▸ GOAL
Lay out the data below as a Markdown table with the columns Row and Line. Number each row and leave out blank lines.

[Segmentation labeling entries]
--- BEGIN ---

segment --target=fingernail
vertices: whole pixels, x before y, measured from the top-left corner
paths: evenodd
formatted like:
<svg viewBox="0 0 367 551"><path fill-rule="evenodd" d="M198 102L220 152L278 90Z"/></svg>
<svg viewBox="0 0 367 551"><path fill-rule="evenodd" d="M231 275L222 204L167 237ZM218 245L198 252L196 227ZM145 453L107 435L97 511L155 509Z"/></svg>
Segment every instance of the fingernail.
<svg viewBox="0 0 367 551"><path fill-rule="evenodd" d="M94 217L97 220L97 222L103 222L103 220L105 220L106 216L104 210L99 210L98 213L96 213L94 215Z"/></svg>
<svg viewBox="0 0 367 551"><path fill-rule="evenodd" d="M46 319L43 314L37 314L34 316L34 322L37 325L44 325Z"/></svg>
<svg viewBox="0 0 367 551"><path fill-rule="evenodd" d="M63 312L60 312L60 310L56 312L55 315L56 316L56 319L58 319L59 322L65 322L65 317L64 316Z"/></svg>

--- END ---

▸ EXERCISE RESULT
| Row | Line |
|---|---|
| 1 | segment --target=fingernail |
| 2 | vertices: whole pixels, x before y, measured from the top-left corner |
| 3 | paths: evenodd |
| 4 | formatted like: |
| 5 | <svg viewBox="0 0 367 551"><path fill-rule="evenodd" d="M198 102L220 152L278 90Z"/></svg> |
| 6 | <svg viewBox="0 0 367 551"><path fill-rule="evenodd" d="M231 275L222 204L167 237ZM218 245L198 252L196 227ZM145 453L107 435L97 511L155 509Z"/></svg> |
| 7 | Segment every instance of the fingernail. |
| 8 | <svg viewBox="0 0 367 551"><path fill-rule="evenodd" d="M94 217L97 220L97 222L103 222L103 220L105 220L106 216L104 210L99 210L98 213L96 213L94 215Z"/></svg> |
| 9 | <svg viewBox="0 0 367 551"><path fill-rule="evenodd" d="M46 319L43 314L37 314L34 316L34 322L37 325L44 325Z"/></svg> |
| 10 | <svg viewBox="0 0 367 551"><path fill-rule="evenodd" d="M63 312L60 312L60 310L56 312L55 315L56 316L56 319L58 319L59 322L65 322L65 317L64 316Z"/></svg> |